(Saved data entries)

--------------------------------------------------

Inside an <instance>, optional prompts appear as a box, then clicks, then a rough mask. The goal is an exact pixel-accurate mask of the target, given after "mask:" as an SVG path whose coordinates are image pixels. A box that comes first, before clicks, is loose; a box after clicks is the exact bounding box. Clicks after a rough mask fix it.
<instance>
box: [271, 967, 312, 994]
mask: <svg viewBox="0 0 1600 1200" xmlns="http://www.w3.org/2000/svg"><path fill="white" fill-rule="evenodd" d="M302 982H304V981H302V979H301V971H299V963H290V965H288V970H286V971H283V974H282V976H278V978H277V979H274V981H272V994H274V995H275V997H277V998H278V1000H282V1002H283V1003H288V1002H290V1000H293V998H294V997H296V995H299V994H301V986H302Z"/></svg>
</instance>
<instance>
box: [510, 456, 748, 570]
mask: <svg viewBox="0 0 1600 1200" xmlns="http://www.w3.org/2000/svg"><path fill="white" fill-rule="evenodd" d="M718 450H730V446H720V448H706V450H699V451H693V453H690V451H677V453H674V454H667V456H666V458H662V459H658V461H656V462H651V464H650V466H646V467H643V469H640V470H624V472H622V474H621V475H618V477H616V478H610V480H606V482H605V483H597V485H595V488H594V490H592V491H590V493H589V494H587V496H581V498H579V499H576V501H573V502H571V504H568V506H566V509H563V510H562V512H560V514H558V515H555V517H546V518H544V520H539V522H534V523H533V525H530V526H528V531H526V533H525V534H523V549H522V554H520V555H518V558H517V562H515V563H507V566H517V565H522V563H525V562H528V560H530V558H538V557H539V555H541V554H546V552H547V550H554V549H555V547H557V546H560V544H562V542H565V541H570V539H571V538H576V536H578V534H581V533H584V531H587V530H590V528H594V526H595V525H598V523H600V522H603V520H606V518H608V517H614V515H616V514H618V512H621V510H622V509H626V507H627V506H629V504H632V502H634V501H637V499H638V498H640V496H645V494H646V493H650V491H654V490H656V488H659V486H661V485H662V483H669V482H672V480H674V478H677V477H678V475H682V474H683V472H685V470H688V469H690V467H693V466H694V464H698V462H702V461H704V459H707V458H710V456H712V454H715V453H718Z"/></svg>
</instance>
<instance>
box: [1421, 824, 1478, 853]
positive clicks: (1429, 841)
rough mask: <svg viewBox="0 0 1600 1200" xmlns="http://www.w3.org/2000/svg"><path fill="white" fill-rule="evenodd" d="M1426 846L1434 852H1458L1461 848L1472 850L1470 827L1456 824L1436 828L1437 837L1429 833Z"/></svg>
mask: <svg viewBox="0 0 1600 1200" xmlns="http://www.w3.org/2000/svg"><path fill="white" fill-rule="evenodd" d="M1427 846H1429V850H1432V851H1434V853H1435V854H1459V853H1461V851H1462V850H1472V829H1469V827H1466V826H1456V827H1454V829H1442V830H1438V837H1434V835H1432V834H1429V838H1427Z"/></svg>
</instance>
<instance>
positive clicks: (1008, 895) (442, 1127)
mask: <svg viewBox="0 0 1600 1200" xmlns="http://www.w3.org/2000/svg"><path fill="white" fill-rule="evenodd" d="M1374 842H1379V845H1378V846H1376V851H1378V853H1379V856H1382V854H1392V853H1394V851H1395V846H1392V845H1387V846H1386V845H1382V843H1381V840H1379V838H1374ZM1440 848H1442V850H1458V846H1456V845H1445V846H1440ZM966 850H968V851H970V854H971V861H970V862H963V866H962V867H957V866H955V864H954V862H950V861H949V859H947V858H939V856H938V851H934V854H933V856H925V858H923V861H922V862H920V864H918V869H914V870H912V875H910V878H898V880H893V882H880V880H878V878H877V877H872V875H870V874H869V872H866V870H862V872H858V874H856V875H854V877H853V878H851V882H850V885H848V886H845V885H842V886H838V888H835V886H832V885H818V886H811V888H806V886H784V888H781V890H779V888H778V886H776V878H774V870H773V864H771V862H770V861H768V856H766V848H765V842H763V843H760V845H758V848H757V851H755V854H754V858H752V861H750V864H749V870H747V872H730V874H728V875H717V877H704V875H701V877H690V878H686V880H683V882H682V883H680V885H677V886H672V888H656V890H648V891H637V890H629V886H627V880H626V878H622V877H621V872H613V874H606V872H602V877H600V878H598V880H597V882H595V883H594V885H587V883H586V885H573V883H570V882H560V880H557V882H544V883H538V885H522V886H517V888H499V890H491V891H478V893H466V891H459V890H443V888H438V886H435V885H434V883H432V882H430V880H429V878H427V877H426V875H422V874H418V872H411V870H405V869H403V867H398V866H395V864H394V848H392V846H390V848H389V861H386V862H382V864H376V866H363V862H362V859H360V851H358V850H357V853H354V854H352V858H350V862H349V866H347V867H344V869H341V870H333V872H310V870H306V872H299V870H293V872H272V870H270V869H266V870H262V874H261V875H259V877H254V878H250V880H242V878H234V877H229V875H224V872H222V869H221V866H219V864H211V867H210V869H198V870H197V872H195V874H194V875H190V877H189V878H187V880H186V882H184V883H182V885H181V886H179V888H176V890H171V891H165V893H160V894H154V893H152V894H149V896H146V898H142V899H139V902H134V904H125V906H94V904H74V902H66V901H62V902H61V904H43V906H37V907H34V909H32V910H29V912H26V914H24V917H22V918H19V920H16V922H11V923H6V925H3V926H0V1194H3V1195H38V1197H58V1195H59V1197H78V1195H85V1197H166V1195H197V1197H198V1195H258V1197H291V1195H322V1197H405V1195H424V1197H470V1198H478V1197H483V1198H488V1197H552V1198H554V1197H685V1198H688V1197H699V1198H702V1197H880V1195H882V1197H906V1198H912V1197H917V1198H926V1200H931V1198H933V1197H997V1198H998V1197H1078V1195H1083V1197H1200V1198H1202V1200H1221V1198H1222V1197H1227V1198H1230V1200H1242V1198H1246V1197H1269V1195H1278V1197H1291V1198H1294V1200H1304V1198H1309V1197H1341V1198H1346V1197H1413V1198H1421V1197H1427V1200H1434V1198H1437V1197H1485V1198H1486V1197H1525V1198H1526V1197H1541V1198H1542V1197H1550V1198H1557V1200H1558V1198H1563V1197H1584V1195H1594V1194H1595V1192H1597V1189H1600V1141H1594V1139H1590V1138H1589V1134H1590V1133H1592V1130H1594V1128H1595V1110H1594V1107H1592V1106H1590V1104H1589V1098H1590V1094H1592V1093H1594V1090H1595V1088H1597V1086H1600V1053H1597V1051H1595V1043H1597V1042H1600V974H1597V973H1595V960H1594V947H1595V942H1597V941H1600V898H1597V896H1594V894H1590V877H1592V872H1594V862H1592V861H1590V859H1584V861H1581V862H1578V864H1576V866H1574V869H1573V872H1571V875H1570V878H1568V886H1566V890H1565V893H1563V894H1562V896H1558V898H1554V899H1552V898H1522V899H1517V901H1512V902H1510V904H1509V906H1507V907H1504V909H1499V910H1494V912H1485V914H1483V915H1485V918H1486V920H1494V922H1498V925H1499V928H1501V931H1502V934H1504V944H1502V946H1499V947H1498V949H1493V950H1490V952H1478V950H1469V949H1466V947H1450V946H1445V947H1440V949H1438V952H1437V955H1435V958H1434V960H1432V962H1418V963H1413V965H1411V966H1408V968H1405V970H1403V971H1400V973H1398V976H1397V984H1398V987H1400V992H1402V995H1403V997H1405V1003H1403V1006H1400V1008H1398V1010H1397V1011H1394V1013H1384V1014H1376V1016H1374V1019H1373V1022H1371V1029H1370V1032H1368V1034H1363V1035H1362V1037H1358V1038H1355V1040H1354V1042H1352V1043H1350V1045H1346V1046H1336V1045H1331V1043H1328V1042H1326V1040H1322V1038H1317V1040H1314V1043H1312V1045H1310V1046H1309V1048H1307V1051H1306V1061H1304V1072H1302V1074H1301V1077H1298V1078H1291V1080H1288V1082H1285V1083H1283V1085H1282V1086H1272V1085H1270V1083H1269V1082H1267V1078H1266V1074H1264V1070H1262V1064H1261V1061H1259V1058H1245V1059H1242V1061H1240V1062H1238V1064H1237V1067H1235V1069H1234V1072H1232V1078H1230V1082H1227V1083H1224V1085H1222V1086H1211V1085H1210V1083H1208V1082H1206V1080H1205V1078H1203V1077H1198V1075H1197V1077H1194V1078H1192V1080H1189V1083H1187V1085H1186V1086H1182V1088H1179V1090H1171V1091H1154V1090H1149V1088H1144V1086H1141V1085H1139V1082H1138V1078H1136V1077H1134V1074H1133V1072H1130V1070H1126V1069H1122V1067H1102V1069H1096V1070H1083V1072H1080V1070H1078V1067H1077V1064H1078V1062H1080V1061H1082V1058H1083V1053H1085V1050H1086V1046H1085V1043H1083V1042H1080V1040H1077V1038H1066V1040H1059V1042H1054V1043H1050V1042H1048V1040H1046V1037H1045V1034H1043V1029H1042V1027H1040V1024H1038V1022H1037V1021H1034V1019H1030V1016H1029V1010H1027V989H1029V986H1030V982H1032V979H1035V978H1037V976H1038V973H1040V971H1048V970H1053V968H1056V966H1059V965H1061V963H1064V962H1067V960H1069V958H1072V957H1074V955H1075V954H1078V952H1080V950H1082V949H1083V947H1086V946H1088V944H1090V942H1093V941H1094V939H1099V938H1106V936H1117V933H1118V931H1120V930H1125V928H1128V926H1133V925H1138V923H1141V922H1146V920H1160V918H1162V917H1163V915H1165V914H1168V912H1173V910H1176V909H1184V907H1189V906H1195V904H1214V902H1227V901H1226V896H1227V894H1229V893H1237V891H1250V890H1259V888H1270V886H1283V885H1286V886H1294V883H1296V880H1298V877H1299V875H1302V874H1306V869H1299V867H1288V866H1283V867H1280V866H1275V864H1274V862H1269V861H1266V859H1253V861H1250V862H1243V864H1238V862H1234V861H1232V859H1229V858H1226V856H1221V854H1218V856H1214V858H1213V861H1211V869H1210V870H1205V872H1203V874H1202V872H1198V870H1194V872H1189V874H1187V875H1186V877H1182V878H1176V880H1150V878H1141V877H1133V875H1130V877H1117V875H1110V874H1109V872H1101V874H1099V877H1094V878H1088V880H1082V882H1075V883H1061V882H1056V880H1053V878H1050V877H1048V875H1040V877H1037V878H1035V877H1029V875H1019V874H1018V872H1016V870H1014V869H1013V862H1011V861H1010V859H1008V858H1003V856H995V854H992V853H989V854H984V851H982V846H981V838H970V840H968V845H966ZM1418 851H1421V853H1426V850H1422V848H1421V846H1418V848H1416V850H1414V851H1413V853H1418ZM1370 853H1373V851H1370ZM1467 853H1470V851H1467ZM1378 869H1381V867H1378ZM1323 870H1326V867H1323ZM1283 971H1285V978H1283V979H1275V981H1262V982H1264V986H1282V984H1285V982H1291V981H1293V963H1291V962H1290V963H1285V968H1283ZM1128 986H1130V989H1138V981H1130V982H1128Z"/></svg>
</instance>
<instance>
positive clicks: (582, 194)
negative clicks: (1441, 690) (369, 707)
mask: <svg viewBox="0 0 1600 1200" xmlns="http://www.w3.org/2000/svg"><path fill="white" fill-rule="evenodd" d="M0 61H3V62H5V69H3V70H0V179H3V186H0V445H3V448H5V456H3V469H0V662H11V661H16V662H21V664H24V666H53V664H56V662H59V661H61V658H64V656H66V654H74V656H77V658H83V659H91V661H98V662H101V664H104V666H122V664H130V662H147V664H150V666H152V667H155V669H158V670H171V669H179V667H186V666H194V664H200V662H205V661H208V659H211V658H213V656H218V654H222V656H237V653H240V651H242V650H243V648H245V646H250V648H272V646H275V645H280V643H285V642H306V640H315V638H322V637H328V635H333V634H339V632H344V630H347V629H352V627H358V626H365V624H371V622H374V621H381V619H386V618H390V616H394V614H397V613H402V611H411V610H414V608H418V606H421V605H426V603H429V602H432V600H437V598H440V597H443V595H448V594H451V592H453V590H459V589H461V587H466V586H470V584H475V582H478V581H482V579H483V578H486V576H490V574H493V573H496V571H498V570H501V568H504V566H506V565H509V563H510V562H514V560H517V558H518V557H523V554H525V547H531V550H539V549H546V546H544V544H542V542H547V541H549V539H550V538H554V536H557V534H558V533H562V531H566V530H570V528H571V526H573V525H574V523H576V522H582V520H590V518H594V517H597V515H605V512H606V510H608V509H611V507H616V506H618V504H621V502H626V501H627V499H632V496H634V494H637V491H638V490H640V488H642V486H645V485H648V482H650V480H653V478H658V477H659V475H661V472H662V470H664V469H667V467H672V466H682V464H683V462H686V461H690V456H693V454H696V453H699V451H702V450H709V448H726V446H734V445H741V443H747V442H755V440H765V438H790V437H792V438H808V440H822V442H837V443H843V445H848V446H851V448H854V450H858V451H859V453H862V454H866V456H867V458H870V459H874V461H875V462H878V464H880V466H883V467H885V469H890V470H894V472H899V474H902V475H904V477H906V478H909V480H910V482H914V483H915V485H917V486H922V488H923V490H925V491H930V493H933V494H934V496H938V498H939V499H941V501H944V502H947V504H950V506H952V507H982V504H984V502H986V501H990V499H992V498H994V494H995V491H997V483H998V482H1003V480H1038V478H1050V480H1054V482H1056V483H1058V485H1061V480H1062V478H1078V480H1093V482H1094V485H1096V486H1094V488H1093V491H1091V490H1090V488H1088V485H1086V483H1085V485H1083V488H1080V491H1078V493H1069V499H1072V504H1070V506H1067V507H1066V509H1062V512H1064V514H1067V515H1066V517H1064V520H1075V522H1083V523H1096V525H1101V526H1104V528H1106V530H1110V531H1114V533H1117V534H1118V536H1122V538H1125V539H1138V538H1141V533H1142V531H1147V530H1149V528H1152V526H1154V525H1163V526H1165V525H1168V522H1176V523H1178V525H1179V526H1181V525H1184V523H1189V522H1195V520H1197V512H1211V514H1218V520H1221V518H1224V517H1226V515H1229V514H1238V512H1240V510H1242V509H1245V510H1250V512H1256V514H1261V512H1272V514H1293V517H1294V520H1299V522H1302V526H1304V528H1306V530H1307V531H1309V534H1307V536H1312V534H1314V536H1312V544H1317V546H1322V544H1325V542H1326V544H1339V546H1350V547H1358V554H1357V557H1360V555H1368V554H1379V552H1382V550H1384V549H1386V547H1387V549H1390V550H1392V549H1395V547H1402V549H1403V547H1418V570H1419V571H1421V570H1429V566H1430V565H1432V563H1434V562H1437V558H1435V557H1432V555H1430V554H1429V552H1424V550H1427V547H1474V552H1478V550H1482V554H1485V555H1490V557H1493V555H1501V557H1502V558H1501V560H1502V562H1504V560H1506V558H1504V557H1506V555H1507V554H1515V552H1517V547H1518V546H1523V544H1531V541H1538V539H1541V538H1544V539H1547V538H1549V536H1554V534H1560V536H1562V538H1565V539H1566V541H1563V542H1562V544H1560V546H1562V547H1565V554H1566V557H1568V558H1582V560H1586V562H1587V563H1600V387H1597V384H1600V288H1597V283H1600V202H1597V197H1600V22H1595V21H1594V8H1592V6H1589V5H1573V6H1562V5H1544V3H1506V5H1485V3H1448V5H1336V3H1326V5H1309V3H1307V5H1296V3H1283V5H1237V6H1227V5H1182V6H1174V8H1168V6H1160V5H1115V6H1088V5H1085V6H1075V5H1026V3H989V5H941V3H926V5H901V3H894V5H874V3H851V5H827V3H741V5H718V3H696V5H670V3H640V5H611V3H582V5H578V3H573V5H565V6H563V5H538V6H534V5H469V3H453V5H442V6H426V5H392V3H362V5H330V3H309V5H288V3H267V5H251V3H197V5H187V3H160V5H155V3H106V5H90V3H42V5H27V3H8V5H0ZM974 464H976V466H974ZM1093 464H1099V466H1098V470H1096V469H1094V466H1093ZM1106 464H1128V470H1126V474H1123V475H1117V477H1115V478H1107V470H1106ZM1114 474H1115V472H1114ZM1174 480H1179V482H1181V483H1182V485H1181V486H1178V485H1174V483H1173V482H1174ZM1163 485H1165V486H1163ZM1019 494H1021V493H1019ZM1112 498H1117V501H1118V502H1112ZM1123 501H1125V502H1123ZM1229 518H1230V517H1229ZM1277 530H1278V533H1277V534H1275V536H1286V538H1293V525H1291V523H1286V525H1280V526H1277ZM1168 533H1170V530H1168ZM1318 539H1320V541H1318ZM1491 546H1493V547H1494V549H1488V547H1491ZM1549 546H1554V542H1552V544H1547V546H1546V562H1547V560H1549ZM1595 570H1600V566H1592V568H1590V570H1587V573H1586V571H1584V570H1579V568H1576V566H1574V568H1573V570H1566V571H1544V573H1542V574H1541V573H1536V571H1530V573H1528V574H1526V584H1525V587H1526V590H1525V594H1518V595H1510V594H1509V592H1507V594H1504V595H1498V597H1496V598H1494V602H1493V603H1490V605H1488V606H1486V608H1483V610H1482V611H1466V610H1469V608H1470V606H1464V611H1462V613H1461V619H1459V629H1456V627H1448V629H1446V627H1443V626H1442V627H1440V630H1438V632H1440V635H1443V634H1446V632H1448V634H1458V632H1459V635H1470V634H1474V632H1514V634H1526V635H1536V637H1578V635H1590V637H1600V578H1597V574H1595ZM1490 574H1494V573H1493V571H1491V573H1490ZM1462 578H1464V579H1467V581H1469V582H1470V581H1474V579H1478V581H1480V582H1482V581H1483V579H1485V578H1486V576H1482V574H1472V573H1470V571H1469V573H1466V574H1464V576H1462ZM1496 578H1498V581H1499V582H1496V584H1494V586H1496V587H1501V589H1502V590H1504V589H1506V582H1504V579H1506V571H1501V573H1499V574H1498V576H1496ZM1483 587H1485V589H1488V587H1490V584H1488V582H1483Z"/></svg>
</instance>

--------------------------------------------------

[Problem statement] Pull out every line in the data above that has the word "rough".

[Answer for the task]
Inside an <instance>, optional prompts appear as a box, then clicks, then a rough mask. The goal is an exact pixel-accurate mask of the target, given after "mask:" as an SVG path whose coordinates are image pixels. A box that comes first, before clicks, is loose; a box after clicks is the exact bounding box. Clicks after a rough mask fix it.
rough mask: <svg viewBox="0 0 1600 1200" xmlns="http://www.w3.org/2000/svg"><path fill="white" fill-rule="evenodd" d="M1426 846L1434 852H1458L1461 848L1472 850L1470 827L1456 824L1436 828L1437 837L1429 833Z"/></svg>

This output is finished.